• [SET EXERCISE]
Lay out every line of the entries below as a numbered list, omitting any blank lines.

• [DATASET ROWS]

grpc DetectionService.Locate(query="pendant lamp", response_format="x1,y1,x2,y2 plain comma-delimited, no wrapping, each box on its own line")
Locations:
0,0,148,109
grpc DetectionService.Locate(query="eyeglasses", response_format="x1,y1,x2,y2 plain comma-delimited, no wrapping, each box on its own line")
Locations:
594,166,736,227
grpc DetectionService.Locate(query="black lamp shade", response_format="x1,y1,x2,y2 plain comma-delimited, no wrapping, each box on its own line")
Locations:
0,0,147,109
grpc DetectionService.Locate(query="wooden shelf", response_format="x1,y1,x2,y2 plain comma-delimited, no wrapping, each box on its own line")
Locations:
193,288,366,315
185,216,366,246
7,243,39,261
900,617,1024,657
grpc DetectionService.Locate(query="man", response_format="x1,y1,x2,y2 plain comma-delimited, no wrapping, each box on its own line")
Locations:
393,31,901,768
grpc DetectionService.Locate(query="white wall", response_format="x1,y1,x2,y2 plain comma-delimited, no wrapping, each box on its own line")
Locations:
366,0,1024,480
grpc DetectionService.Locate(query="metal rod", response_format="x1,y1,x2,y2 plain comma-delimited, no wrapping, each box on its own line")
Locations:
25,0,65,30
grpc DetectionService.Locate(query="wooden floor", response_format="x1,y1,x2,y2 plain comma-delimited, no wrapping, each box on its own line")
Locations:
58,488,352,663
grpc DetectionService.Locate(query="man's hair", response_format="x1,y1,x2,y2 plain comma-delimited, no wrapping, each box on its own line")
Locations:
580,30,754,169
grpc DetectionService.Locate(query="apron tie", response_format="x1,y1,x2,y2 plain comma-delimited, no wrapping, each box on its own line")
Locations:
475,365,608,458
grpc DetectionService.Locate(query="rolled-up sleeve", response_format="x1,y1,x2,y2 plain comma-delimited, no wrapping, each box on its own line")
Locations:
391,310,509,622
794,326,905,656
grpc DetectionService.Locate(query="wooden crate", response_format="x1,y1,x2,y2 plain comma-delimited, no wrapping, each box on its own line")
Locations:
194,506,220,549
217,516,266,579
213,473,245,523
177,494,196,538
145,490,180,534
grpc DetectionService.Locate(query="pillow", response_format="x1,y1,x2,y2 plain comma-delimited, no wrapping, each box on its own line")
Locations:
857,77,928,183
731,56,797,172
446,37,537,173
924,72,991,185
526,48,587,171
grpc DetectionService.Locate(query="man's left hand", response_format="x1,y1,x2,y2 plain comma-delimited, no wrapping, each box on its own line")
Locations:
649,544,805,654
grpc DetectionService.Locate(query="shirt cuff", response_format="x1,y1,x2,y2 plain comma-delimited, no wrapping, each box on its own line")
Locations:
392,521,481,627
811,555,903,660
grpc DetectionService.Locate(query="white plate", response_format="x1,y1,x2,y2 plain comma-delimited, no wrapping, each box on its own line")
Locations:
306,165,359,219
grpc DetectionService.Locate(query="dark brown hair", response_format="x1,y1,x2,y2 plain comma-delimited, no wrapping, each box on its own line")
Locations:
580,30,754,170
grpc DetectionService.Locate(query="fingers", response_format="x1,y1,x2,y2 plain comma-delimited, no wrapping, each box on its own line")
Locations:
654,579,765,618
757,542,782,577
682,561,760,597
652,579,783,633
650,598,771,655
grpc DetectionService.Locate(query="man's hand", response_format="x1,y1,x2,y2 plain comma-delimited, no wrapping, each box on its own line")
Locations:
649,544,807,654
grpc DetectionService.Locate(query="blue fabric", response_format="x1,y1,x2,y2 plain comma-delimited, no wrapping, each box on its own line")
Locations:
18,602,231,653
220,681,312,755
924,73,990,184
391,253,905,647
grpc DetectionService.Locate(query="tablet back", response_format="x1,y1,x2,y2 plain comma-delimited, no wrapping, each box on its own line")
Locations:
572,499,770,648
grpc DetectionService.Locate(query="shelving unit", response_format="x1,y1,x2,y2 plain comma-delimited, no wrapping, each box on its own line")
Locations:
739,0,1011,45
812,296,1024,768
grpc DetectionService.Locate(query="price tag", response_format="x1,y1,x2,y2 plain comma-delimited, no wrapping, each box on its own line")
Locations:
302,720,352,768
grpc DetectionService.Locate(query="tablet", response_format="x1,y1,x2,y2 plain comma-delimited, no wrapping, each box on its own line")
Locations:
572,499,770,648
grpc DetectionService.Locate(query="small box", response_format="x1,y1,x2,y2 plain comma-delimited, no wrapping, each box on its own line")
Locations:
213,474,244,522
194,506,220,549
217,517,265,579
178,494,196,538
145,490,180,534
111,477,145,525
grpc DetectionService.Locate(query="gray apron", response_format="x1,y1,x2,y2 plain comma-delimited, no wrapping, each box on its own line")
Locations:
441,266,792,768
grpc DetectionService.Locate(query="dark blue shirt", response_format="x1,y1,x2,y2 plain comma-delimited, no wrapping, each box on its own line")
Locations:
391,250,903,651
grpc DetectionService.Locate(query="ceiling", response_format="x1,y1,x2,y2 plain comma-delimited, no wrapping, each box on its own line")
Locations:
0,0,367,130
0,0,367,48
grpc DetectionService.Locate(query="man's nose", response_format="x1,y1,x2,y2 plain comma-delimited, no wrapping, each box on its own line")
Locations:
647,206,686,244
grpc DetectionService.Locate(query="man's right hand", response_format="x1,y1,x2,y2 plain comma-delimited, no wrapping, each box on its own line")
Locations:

• [TASK SOLUTION]
1. grpc DetectionService.Locate(query="pendant lamp", response_format="x1,y1,x2,y2 plain comma-delimited, no wrapping, each box on its own line")
2. Locations:
3. 0,0,148,109
4. grpc DetectionService.Locate(query="eyeglasses", response_format="x1,y1,x2,y2 plain comma-delimited, no wrapping, each box on its own line")
5. Locations:
6. 594,166,736,227
7. grpc DetectionService.Locate(query="black lamp shade", response_format="x1,y1,x2,y2 plain comma-delimited, no wrapping, each box on its own line")
8. Locations:
9. 0,0,147,109
10. grpc DetectionService.Locate(query="wooden shelf", response_format="x1,y1,x2,y2 plain comma-delimited, no wrapping, each box on its own line")
11. Locations:
12. 193,288,366,315
13. 185,216,366,246
14. 7,243,39,261
15. 900,617,1024,657
16. grpc DetectionService.Locate(query="man", response_format="x1,y1,x2,y2 plain comma-delimited, no wrapping, each box on its own line")
17. Locations:
18. 393,31,901,768
19. grpc DetectionService.Locate(query="white wall", response_format="x1,y1,x2,y2 plain comma-delimited, no wrapping, each box on its own line")
20. Locations:
21. 366,0,1024,480
22. grpc DetectionService.Locate(query="metal rod", response_format="x1,y1,x2,y2 plain comma-delimited, no wrapping, each box on its own line")
23. Locations:
24. 25,0,65,30
25. grpc DetectionService.Locate(query="wooden floor", response_format="x1,y1,x2,y2 plain comma-delimited, no wrapping, each box on its own line")
26. Locations:
27. 58,488,352,663
28. grpc DetectionService.Locate(query="man's hair", response_format="x1,y1,x2,y2 plain comma-delimited, no wrapping, each box on its own line")
29. Locations:
30. 580,30,754,169
31. grpc DetectionService.Locate(query="apron tie", response_format="x1,y1,x2,y2 plain comma-delimited, no wrapping, each box on its own line")
32. Locations:
33. 475,365,608,458
34. grpc DetectionService.Locate(query="rolled-up sleeve", response_format="x1,y1,x2,y2 plain comma-delimited, no wrapping, each box on its own line")
35. Locations:
36. 391,310,509,622
37. 794,326,905,656
38. grpc DetectionService.Locate(query="wooden crate", response_format="x1,y1,x2,y2 plain comma-delimited, no wrapping, each box on its own line")
39. Locations:
40. 194,506,220,549
41. 217,516,266,579
42. 213,473,245,523
43. 177,494,196,538
44. 145,490,180,534
45. grpc DetectionService.Locate(query="pillow", response_format="x1,y1,x2,y2 plain comma-delimited, no wrapping, each box on its own line")
46. Locations:
47. 857,77,928,183
48. 731,56,797,172
49. 446,37,537,173
50. 924,72,991,185
51. 526,48,587,171
52. grpc DetectionService.Locate(query="man's left hand", response_format="x1,y1,x2,y2 plain comma-delimited, no wrapping, each box on its own line")
53. Locations:
54. 649,544,805,654
55. grpc DetectionService.Locate(query="shirt cuff", response_format="x1,y1,x2,y2 plain comma-delimited, no wrapping, each box on its own line")
56. Locations:
57. 392,521,481,627
58. 811,555,903,660
59. grpc DetectionService.Locate(query="white plate", response_format="x1,y1,x2,y2 plain comma-delimited, no wrapping, each box on its own line")
60. Locations:
61. 306,165,359,219
62. grpc DetectionService.Locate(query="dark brown hair", response_format="x1,y1,x2,y2 plain comma-delimited, no wrapping, each box on its own line")
63. Locations:
64. 580,30,754,170
65. grpc DetectionService.Locate(query="fingers", response_format="x1,y1,x2,y2 plain comma-delimited, no wrapping, each box on its own line")
66. Locations:
67. 654,579,765,618
68. 757,542,782,577
69. 682,561,760,597
70. 652,579,783,633
71. 650,598,771,655
72. grpc DetectionService.Locate(query="man's hand", response_format="x1,y1,x2,y2 plain comma-delimited, no wrapping, each box on its own line")
73. Locations:
74. 649,544,807,654
75. grpc DetectionService.Locate(query="blue fabric", response_format="x1,y1,x2,y2 plain comma-delimited, no wrapping, each box on its own line")
76. Locations:
77. 18,602,231,653
78. 220,681,312,755
79. 924,73,990,184
80. 391,253,905,647
81. grpc DetectionService.Locate(query="tablet back", response_format="x1,y1,x2,y2 plain comma-delimited, no wrapping, each box on its own line")
82. Locations:
83. 572,499,770,648
84. grpc DetectionService.Locate(query="shelving unit", response_format="x1,y1,x2,y2 plain comma-delimited, no wrapping, each box on its own line")
85. Locations:
86. 739,0,1011,45
87. 812,296,1024,768
88. grpc DetectionService.Locate(query="price tag", response_format="x1,y1,x2,y2 plain comma-delimited, no wrapping, each box on its own line")
89. Locations:
90. 302,720,352,768
91. grpc DetectionService.Locate(query="tablet", response_format="x1,y1,x2,y2 plain comma-delimited, no wrapping, each box on its own line")
92. Locations:
93. 572,499,770,648
94. grpc DetectionService.Locate(query="small box", response_format="x1,y1,x2,y2 plain comma-delimited, no wrapping, each box on its own line")
95. Locations:
96. 213,474,244,522
97. 194,506,220,549
98. 217,517,265,579
99. 178,494,196,538
100. 145,490,180,534
101. 111,477,145,525
102. grpc DetectionService.Locate(query="gray apron", response_format="x1,y1,x2,y2 plain comma-delimited, no wrapping, each box on its own line")
103. Locations:
104. 441,266,792,768
105. grpc DetectionService.Locate(query="dark blue shirt", response_format="x1,y1,x2,y2 plain comma-delimited, no wrapping, each box on its own line")
106. Locations:
107. 391,250,903,651
108. grpc DetectionService.Locate(query="ceiling", response_format="x1,y1,x2,y2 plain comma-delimited, no wrapping, each box on its own line")
109. Locations:
110. 0,0,367,130
111. 0,0,367,48
112. grpc DetectionService.Locate(query="man's nose", response_format="x1,y1,x2,y2 plain comma-delimited, no wrapping, each box on its own line")
113. Locations:
114. 647,206,686,244
115. grpc DetectionService.Locate(query="man's right hand", response_format="x1,y1,x2,y2 plain comma-delimited, no wrapping, each box on its own line")
116. Locations:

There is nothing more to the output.